AIM: Below are some entries; can you quote all of them exactly?

PROVIDED RECORDS:
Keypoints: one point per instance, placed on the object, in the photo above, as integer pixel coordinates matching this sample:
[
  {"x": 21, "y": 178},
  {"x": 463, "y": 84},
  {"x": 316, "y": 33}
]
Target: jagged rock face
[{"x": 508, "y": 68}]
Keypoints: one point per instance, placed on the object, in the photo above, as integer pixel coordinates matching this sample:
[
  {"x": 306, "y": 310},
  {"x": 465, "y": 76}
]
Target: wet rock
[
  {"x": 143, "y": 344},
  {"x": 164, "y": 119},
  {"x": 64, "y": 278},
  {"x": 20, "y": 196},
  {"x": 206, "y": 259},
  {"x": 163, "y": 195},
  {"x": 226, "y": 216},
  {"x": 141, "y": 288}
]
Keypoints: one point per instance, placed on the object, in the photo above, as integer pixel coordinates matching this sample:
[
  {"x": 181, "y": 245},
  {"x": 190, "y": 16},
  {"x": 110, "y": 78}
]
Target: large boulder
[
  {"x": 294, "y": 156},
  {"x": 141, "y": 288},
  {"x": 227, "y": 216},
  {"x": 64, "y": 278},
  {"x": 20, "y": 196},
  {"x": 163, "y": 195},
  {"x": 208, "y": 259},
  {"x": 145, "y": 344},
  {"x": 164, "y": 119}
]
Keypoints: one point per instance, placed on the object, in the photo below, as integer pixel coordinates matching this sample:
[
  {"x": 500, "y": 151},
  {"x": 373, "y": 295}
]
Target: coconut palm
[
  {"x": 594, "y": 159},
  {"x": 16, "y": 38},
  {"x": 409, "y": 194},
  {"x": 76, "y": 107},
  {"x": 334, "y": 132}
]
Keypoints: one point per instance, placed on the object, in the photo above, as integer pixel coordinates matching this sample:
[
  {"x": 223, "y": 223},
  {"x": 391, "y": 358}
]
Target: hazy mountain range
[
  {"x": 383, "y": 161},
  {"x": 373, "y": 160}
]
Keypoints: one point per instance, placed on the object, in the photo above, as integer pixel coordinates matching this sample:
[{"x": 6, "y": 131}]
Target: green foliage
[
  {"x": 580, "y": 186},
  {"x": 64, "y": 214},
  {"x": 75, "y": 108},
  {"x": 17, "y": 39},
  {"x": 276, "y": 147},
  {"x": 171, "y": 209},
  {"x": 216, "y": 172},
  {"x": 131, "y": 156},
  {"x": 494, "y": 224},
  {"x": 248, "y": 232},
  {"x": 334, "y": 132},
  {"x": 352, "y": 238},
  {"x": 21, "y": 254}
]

EXERCISE OUTPUT:
Keypoints: one point per instance, placed on the object, in the photo above, as integer pixel coordinates matching this sample:
[
  {"x": 21, "y": 178},
  {"x": 463, "y": 84},
  {"x": 316, "y": 33}
]
Target: jagged rock face
[{"x": 508, "y": 68}]
Keypoints: one point per instance, placed on the object, in the photo above, as integer pixel coordinates matching this sample:
[
  {"x": 306, "y": 310},
  {"x": 465, "y": 76}
]
Target: wet rock
[
  {"x": 143, "y": 344},
  {"x": 164, "y": 119},
  {"x": 64, "y": 278},
  {"x": 20, "y": 196},
  {"x": 206, "y": 259},
  {"x": 163, "y": 195},
  {"x": 226, "y": 216},
  {"x": 141, "y": 288}
]
Keypoints: one point per instance, placed on the object, in the photo above, as integer pixel coordinates matching this sample:
[
  {"x": 181, "y": 245},
  {"x": 190, "y": 16},
  {"x": 110, "y": 78}
]
Target: large boulder
[
  {"x": 294, "y": 156},
  {"x": 141, "y": 288},
  {"x": 227, "y": 216},
  {"x": 64, "y": 278},
  {"x": 20, "y": 196},
  {"x": 163, "y": 195},
  {"x": 208, "y": 259},
  {"x": 145, "y": 344},
  {"x": 164, "y": 119}
]
Keypoints: one point per instance, placed on the object, in the photo below, as integer pixel coordinates matching this sample:
[
  {"x": 500, "y": 151},
  {"x": 373, "y": 295}
]
Target: coconut palm
[
  {"x": 594, "y": 159},
  {"x": 16, "y": 38},
  {"x": 409, "y": 194},
  {"x": 76, "y": 107},
  {"x": 334, "y": 132}
]
Keypoints: one point per instance, placed on the object, in the photo above, as integer pixel coordinates matching this sample:
[
  {"x": 223, "y": 223},
  {"x": 391, "y": 358}
]
Target: hazy mountain range
[
  {"x": 383, "y": 161},
  {"x": 373, "y": 160}
]
Keypoints: one point per instance, placed on the object, in the photo above, as integer pixel coordinates matching this sample:
[{"x": 6, "y": 131}]
Target: green foliage
[
  {"x": 580, "y": 186},
  {"x": 64, "y": 214},
  {"x": 75, "y": 108},
  {"x": 17, "y": 39},
  {"x": 276, "y": 147},
  {"x": 171, "y": 209},
  {"x": 216, "y": 172},
  {"x": 131, "y": 156},
  {"x": 494, "y": 224},
  {"x": 248, "y": 232},
  {"x": 334, "y": 132},
  {"x": 352, "y": 238},
  {"x": 21, "y": 254}
]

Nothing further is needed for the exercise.